• **DATA SHOWN**:

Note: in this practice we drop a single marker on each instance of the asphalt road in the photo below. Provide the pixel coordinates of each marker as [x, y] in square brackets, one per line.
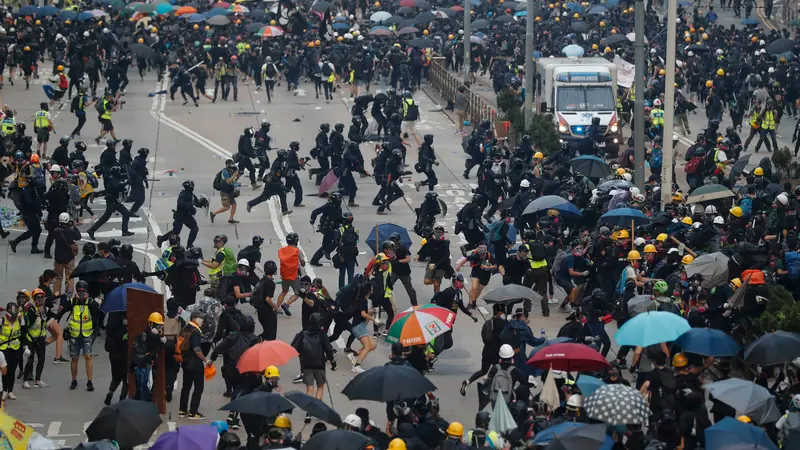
[192, 143]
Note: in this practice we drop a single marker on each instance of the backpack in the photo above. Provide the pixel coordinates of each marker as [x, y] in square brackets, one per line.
[219, 181]
[502, 384]
[693, 165]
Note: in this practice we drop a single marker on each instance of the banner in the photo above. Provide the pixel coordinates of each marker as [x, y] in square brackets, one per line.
[626, 72]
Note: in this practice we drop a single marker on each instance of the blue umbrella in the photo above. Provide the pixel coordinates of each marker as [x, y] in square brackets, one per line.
[623, 217]
[47, 11]
[708, 342]
[730, 433]
[380, 233]
[572, 51]
[651, 328]
[588, 384]
[117, 300]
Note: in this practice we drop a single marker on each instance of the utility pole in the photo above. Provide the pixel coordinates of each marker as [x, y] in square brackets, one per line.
[467, 43]
[669, 104]
[529, 68]
[638, 104]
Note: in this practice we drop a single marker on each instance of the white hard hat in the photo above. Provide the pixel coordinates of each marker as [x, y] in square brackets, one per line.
[353, 420]
[576, 401]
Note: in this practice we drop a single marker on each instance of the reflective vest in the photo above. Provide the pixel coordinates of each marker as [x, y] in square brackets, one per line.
[42, 120]
[80, 321]
[10, 334]
[9, 126]
[768, 122]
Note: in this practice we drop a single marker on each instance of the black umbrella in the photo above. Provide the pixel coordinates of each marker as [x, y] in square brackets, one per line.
[773, 348]
[315, 407]
[337, 440]
[129, 422]
[421, 43]
[94, 266]
[265, 404]
[780, 46]
[480, 24]
[388, 384]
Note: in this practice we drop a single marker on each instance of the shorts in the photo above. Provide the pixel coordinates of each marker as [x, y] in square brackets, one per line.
[42, 135]
[227, 199]
[294, 284]
[107, 125]
[359, 330]
[436, 275]
[311, 376]
[80, 345]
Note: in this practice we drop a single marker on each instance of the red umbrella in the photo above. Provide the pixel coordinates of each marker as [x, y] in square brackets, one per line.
[569, 357]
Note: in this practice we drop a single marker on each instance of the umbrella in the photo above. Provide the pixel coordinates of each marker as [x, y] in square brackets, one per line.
[569, 357]
[709, 192]
[589, 437]
[480, 24]
[219, 20]
[590, 166]
[617, 404]
[780, 46]
[708, 342]
[511, 293]
[588, 384]
[260, 356]
[407, 30]
[625, 217]
[712, 266]
[729, 433]
[421, 43]
[129, 422]
[381, 232]
[420, 325]
[94, 266]
[265, 404]
[188, 437]
[117, 300]
[337, 440]
[47, 11]
[379, 16]
[388, 384]
[773, 348]
[316, 408]
[650, 328]
[747, 398]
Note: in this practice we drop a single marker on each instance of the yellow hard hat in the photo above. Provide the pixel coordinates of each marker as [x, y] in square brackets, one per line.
[396, 444]
[455, 429]
[679, 360]
[156, 318]
[272, 372]
[283, 421]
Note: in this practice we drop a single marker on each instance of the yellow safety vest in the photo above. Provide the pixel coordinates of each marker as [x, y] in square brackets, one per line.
[80, 321]
[42, 121]
[10, 334]
[768, 122]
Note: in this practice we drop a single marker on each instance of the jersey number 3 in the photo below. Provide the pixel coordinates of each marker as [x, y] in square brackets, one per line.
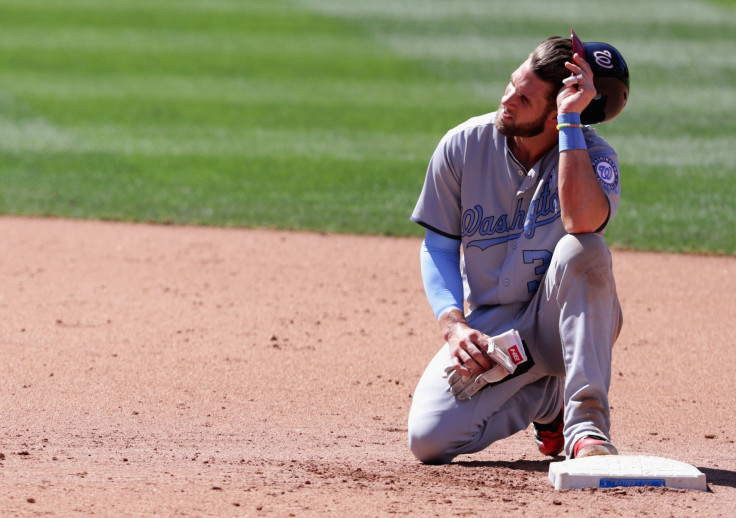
[542, 259]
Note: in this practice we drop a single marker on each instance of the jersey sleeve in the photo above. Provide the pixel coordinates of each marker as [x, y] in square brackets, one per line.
[438, 206]
[605, 165]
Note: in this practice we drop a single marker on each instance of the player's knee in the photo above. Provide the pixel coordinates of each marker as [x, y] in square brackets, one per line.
[428, 443]
[583, 252]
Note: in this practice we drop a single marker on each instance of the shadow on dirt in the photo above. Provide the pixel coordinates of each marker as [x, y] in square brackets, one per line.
[530, 466]
[719, 477]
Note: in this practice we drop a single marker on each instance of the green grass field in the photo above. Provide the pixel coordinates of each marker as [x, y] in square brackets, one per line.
[322, 114]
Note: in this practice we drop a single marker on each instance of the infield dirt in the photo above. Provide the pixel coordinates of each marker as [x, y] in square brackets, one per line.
[185, 371]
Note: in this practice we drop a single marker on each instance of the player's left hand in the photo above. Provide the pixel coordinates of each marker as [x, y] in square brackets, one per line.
[578, 89]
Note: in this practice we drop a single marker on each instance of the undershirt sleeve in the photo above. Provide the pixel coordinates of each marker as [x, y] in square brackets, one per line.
[440, 266]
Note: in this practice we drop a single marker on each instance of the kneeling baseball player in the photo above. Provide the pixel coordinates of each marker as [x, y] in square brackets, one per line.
[514, 206]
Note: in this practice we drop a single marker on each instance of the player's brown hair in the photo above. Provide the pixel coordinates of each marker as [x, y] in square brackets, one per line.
[548, 62]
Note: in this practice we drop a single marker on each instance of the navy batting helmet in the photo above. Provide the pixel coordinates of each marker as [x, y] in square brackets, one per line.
[611, 79]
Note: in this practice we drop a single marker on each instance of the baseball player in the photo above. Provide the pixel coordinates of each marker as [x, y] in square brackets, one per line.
[514, 205]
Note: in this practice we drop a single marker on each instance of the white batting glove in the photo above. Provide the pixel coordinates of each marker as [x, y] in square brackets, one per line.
[506, 350]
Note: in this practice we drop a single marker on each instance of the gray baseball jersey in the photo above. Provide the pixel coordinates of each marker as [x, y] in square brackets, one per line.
[507, 218]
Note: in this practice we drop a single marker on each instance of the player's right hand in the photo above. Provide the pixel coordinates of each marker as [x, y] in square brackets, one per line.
[468, 350]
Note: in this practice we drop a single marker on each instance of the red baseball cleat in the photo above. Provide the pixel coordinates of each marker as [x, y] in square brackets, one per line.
[549, 436]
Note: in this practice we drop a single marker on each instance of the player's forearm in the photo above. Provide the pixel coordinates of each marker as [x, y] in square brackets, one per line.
[582, 201]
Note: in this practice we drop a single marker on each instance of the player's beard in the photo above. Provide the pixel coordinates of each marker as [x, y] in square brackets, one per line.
[525, 130]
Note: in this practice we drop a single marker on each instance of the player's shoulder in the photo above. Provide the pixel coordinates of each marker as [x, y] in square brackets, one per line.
[596, 144]
[475, 126]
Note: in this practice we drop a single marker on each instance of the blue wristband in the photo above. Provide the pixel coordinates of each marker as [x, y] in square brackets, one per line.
[571, 132]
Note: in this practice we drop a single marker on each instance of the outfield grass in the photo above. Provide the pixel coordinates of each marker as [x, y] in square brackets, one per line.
[322, 114]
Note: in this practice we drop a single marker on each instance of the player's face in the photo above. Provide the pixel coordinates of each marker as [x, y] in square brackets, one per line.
[525, 106]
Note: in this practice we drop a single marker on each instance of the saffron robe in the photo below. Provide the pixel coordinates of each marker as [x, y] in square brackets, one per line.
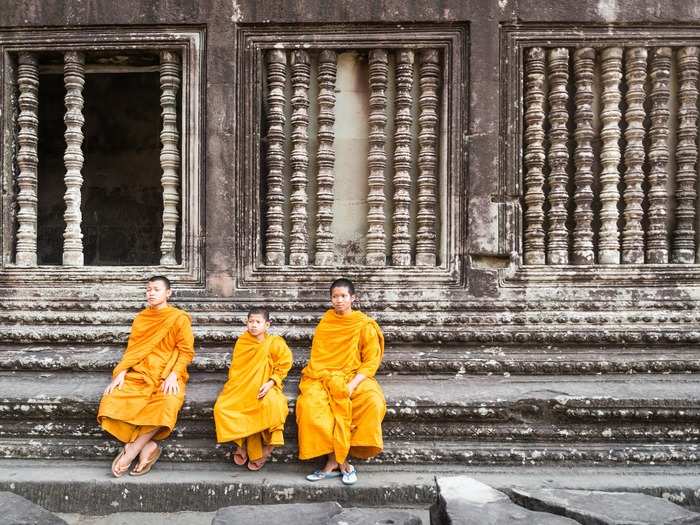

• **EXERCISE INSTRUCTIONS**:
I would like the data above transcribed exactly, with its pictures left out.

• **RESPONSE BOX**:
Note: in this practice we drop a single marker on each instance of the asphalt road in the photo below. Provide the pixel coordinates of each marker as [x, y] in square brackets, one per line.
[192, 143]
Note: in this practice we drop a single marker on each instance of the backpack in the photo above. Provide the pixel coordinates of each marker as [x, y] in square brackets, one per line.
[219, 181]
[502, 384]
[693, 165]
Note: in this practice we drop a single marker on each instance of the banner in the photo above. Provide the pixel coordinates of each marker as [x, y] in square brackets, one per line.
[626, 72]
Note: in this practice we drop a single marker on each instance of the blue umbrella in the photo above. Provide the pixel coordinates of each marker as [x, y] in square brackets, one per line.
[623, 217]
[47, 11]
[708, 342]
[730, 433]
[380, 233]
[572, 51]
[651, 328]
[588, 384]
[117, 300]
Note: in this practice we drop a single marker on each instance of the utility pole in the photo above. Provide the pixel coordinates of each marker as [x, y] in square brackets, one per line.
[467, 43]
[669, 104]
[529, 68]
[638, 104]
Note: in this practice we drop a single marker on each instance of the white hard hat in the photo above. Provide the pixel coordinates of each marker as [x, y] in square brackets, one per line.
[353, 420]
[576, 401]
Note: in this practice we drop a single marker on each instance of the reflective vest in the photo above. Provide the pixel coordinates of each marker as [x, y] in square brackets, one per line.
[42, 120]
[80, 321]
[10, 334]
[9, 126]
[768, 122]
Note: in this practice we drop a single marker on each instance of the black umbrella in the photo above. Provide the pixel coordinates of each marker as [x, y] in square brackets, one per line.
[773, 348]
[315, 407]
[337, 440]
[129, 422]
[421, 43]
[94, 266]
[265, 404]
[780, 46]
[480, 24]
[388, 384]
Note: in this practice we drop a single marker on each instance of the shorts in the photo above. Provide the pixel coordinates of each marker as [x, y] in square brackets, one per line.
[42, 135]
[227, 199]
[294, 284]
[107, 125]
[359, 330]
[436, 275]
[311, 376]
[80, 345]
Note: in this practice we drop a single marker on each instance of the red umbrella in the photo above. Provide the pixel coordinates of each marker as [x, y] in square brackets, one per line.
[569, 357]
Note: in this practice we drop a single marker on each instance of the umbrella in the photo above. Provide the pixel coordinates of each marker as [x, y] in square brackets, one per line.
[569, 357]
[709, 192]
[589, 437]
[480, 24]
[219, 20]
[590, 166]
[617, 404]
[780, 46]
[708, 342]
[511, 293]
[588, 384]
[260, 356]
[407, 30]
[625, 217]
[712, 266]
[729, 433]
[421, 43]
[129, 422]
[381, 232]
[420, 325]
[94, 266]
[265, 404]
[188, 437]
[117, 300]
[337, 440]
[47, 11]
[379, 16]
[388, 384]
[773, 348]
[316, 408]
[650, 328]
[747, 398]
Note: in this practice we drop a single marker on each instance of the yellow hard hat in the photo above. Provide the pixel coordinates of each marker as [x, y] in square brackets, one per line.
[396, 444]
[455, 429]
[679, 360]
[156, 318]
[272, 372]
[283, 421]
Note: in this practice we drop a single marker on each instance of the yellow safety vest in the photo above. Provide the pixel coordinates of each marker as [x, y] in square brackets, one per line.
[80, 321]
[42, 121]
[10, 334]
[768, 122]
Note: in this practice we drop a single marker on each instance of the jersey number 3 in the photo below. Provide the pixel coordinates of each marker as [x, y] in square brackets, one per line.
[542, 259]
Note: in this practice we drop a single marker on each instance of the jersey sleeve in the photo above. Provide the pixel coordinates of each marker as [x, y] in square brackets, one per line.
[438, 206]
[605, 165]
Note: in this practice we drop a single marker on each instance of the player's knee in the photo above. Provide the pixel coordinates of each marker as [x, y] in square brackets, one per line.
[428, 443]
[583, 252]
Note: in this practice we drop a single marker on each instance of the shadow on dirt in the photo above. Provide the pixel coordinates of each marker as [x, y] in square brackets, one per line.
[530, 466]
[719, 477]
Note: in this practice we drop a single marker on each instance of the green grass field in the photo above. Provide the pixel coordinates of each marker as [x, y] in square brackets, one per line.
[322, 114]
Note: in this practice we drop a single marker on each instance of the infield dirt in the photo above. Provide the pixel coordinates of each marker as [x, y] in square brackets, one per line.
[185, 371]
Note: in this practice we drop a single marker on each instance of the player's left hand in the photo above. Provide the pixel coordinates of each marker as [x, y] in square brackets, one per line.
[578, 89]
Note: in this practice we drop a single marker on each instance of the undershirt sleeve in the photo above. Provide the pixel coordinates of each marker as [x, y] in square brackets, one per line.
[440, 266]
Note: in this practice we drop a single marker on each instance of the kneeling baseball player in the photo above. Provide the pixel coordinates of each marker as [x, y] in square brackets, one per line.
[514, 206]
Note: in this practice we drop a single marker on each instance of the player's brown hair in the photo above. Provide the pixel coordinates of each marker as [x, y] in square brackets, one per line.
[548, 62]
Note: in this practice we drop a single marker on each instance of the navy batting helmet in the photo above. Provide the pixel coordinates of each marker as [x, y] in square brackets, one per line.
[611, 79]
Note: in this practice we drop a single marker on each instance of the baseball player in the photo above. Provide the pixel coordinates of each marker as [x, y] in square brackets, one per line.
[514, 205]
Note: in this practice we drop a single marker on each instance of the white batting glove in the photo above. Provide the pixel coordinates of each marker as [x, y] in square brackets, one per line.
[506, 350]
Note: in this practice we drop a single marker on each instance of the gray baseball jersey in the photo above. Provide the pixel coordinates of each marker as [x, y] in square brackets, one per line.
[507, 218]
Note: in this practice we drop a single marker on each instance of the player's right hand in the photo above. Provide the pixel coordinates of each marker as [x, y] in square brackets, one per line.
[468, 350]
Note: in this practice we drop a single marker on each instance of the red baseball cleat in the photo above. Provide the pixel coordinates of each marker as [x, y] in square brackets, one per line.
[549, 436]
Note: in this practice we drop a single marker on each instance of the player's forearm in the photo above. Provide the pixel coordinates of each marker as [x, y] in square brackets, one per line.
[582, 201]
Note: in this practice we drop a single marker on each instance of the player's beard in the photo above. Provide the pixel coordinates of each marker as [x, y] in square brackets, one per line.
[525, 130]
Note: in this practice we drop a single marker on each instance of the player's shoulder in the photo above. Provide the pixel coordinates of each marker as [x, y] in square brackets, one per line.
[596, 144]
[475, 126]
Note: in this practice we drop a single marker on each instance of the blue wristband in the photo above. Provide the pixel coordinates of each marker as [x, y] in square brackets, one per line.
[571, 132]
Note: in this practice we drop a single marker on each instance of the outfield grass in the photo above. Provide the pixel coordinates of each marker as [x, y] in square brackets, one per line.
[322, 114]
Note: in this practice we drop a single marker on each instance of the player's face in the photo above. Provide the pixel coordinates of each marker as [x, y] in square brackets, one per line.
[525, 106]
Note: in this practice we drop a single marker on each instance of the saffron robe in the photo below. Provide the pixel coordinates of each marker as [x, y] in square brackets, one per line.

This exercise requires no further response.